--- GIVEN PASSAGE ---

— START —

4.17.                  For the purposes of economic analysis and policy design which are clearly linked to a specific economy, the national economy in which expenditures have occurred needs to be specified. 

4.18.                  In response to this requirement, the following categories of tourism expenditure have been defined (IRTS 2008, para. 4.15): 

4.19.                  It should be underlined that not all expenditure made by a visitor who is on an outbound trip occurs outside the visitor’s economy of reference. Since a trip is defined as a roundtrip, an outbound trip involves travel from the time of departure from a person’s place of residence until the person returns to that place, in which the main destination is outside this country of residence (IRTS 2008, para. 2.7). This means that an outbound trip can include a leg (even a long one) travelled within the country of origin before it is departed from (see para. 3.103). This leg might involve expenditure on transportation to the airport, port, railway or bus station or land border; on food, goods and services; and even on accommodation for one or more nights before departure of the country. All such expenditures, provided they correspond to transactions between two residents (the visitor and the purveyor), should be included in domestic tourism expenditure as it relates to the domestic leg of an outbound trip. Included in domestic tourism expenditure are also all the resident‑to‑resident expenditures made for the purpose of an outbound trip before the trip (e.g., clothes for the trip and film). 

4.20.                  The case is similar for outbound legs of domestic trips. Such visits should not be counted as trips, since by definition they are not round trips (IRTS 2008, para. 2.30). The expenditure associated with outbound legs of domestic trips should be included under outbound tourism expenditure (since they involve transactions between residents to non‑residents). It should be noted that a trip with both a domestic and an outbound component should be classified as “domestic” or “outbound” on the basis of the location of the main destination.

— END —

--- DATA EXCERPTS ---

— START —

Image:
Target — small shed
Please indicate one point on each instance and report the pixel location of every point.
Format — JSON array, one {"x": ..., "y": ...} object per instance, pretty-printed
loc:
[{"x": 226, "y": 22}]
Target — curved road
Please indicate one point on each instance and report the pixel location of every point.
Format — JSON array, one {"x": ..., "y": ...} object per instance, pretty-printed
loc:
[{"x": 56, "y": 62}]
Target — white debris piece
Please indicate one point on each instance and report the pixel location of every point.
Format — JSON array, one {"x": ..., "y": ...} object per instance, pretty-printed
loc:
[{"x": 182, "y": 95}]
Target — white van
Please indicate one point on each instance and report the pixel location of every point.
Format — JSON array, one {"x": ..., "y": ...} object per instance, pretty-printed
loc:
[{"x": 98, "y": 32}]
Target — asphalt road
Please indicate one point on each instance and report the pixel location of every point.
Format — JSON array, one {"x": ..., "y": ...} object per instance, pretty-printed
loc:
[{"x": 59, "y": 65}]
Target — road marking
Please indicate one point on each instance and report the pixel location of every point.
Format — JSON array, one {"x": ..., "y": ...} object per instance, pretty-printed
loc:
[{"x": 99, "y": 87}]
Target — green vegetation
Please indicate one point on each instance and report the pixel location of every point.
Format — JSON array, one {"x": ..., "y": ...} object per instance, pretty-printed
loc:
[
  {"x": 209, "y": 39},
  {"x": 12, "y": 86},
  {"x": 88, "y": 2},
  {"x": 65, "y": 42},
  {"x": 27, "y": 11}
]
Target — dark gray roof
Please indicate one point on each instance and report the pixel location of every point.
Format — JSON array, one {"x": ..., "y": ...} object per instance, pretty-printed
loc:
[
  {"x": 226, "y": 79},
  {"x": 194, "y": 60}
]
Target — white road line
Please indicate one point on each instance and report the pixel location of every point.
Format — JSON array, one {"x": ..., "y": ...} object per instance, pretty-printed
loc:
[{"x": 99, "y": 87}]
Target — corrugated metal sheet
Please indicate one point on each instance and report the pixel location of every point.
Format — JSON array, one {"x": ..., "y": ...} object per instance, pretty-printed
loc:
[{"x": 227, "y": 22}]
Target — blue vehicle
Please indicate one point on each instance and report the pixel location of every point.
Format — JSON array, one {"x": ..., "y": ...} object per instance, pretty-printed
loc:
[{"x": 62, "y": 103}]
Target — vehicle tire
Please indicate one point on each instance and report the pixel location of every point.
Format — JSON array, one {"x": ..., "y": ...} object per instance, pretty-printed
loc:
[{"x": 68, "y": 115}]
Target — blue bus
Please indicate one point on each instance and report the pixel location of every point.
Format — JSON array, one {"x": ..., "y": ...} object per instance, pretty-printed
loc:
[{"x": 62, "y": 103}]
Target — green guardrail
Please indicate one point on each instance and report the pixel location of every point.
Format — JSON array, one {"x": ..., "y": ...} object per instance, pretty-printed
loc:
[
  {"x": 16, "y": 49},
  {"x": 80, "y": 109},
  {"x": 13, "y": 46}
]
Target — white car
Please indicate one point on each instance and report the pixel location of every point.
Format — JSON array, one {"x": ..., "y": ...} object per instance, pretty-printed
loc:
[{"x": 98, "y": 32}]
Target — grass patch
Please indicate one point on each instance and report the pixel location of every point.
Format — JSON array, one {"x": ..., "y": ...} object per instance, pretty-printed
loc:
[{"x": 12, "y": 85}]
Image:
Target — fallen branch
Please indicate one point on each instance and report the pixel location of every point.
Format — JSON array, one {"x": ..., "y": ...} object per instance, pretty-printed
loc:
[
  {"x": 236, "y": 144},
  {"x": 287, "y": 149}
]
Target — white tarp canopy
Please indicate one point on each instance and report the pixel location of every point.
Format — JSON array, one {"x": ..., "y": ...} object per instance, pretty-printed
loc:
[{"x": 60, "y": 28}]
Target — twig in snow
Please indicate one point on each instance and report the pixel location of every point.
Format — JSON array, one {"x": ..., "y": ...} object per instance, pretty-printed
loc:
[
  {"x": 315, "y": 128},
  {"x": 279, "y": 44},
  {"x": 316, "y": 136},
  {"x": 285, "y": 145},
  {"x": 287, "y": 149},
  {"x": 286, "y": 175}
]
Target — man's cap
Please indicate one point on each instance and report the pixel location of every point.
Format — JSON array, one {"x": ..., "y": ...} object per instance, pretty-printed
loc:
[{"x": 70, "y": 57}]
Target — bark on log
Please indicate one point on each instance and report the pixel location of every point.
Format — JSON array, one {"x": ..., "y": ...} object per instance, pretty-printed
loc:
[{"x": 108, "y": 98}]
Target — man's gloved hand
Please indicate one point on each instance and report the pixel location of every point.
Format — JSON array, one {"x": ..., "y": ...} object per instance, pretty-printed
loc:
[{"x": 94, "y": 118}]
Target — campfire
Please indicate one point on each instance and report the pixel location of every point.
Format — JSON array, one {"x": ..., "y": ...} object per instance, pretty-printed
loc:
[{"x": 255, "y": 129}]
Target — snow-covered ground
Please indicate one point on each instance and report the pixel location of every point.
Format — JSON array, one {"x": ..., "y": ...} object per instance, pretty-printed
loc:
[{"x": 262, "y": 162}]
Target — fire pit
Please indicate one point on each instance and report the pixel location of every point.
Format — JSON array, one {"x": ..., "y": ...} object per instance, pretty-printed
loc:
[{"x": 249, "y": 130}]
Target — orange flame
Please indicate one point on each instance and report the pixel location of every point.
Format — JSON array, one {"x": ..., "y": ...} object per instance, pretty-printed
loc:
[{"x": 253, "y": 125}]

— END —

--- CHALLENGES ---
1. Could you rewrite the paragraph of the tourism expenditure text that begins "It should be underlined that not all expenditure" as a short list that keeps its main facts?
2. Can you pick up the tourism expenditure text after its last sentence and carry it on?

--- ANSWERS IN ORDER ---
1.
- Not all spending by a visitor on an outbound trip occurs outside the visitor's economy of reference.
- A trip is a roundtrip. An outbound trip runs from departure from the person's place of residence until the return there, and its main destination is outside the country of residence (IRTS 2008, para. 2.7).
- An outbound trip can therefore include a leg, even a long one, traveled within the country of origin before departure from it (see para. 3.103).
- That leg may involve spending on transportation to the airport, port, railway or bus station or land border, on food, goods and services, and on accommodation for one or more nights before departure.
- Such spending belongs in domestic tourism expenditure when it is a transaction between two residents (the visitor and the purveyor), because it relates to the domestic leg of an outbound trip.
- Domestic tourism expenditure also includes resident-to-resident spending made for an outbound trip before the trip begins, such as clothes for the trip and film.

2.
Figure IV.1 

Case of a domestic trip with an outbound leg and of an outbound trip with a domestic leg

 

4.21.                  The above demonstrate that there is no one‑to‑one correlation between trip classified as domestic, outbound or inbound tourism, on the one hand, and tourism expenditures classified in those same categories (domestic, outbound, inbound), on the other. Part of the expenditure by visitors on outbound trips is treated as outbound tourism expenditure, while part is treated as domestic tourism expenditure and added to expenditure by visitors on domestic trips. The opposite is also true: part of the expenditure on a domestic trip might correspond to an outbound leg of the trip, thus falling within outbound tourism consumption. Similarly, expenditure by visitors on inbound trips which occurs en route within the visitors’ own economy of origin (or in an economy other than the reference economy) is excluded from inbound tourism consumption in the country visited. It should be noted that the determinant of whether the expenditure is domestic or outbound depends on the economy in which the good or service is obtained by the visitor, not the economy in which the payment is made. 

4.22.                  A related situation is one where a domestic visitor (with no outbound component of his or her trip) purchases a product obtained on the domestic trip from a non‑resident provider (e.g., an agent on the Internet). In such a case, the expenditure should be included in outbound expenditure, as the transaction is between a resident and a non‑resident entity (IRTS 2008, para. 4.17). However, in practice in collecting such data in a household survey (the recommended methodology), it is unlikely that the non‑residency of the provider could be identified. 

4.23.                  The figure below illustrates how types of tourism trips and the categories of tourism expenditure are related.

Figure IV.2 

Relationship among trips, the venue of expenditure and tourism expenditure

Note: For domestic visitors: "expenditure within the economy of reference of resident visitors on domestic trips" is not "domestic tourism expenditure" if the product is provided by a non‑resident entity. For outbound visitors: "expenditure within the economy of reference of resident visitors on outbound trips" is not domestic tourism expenditure if the provider in a non‑resident.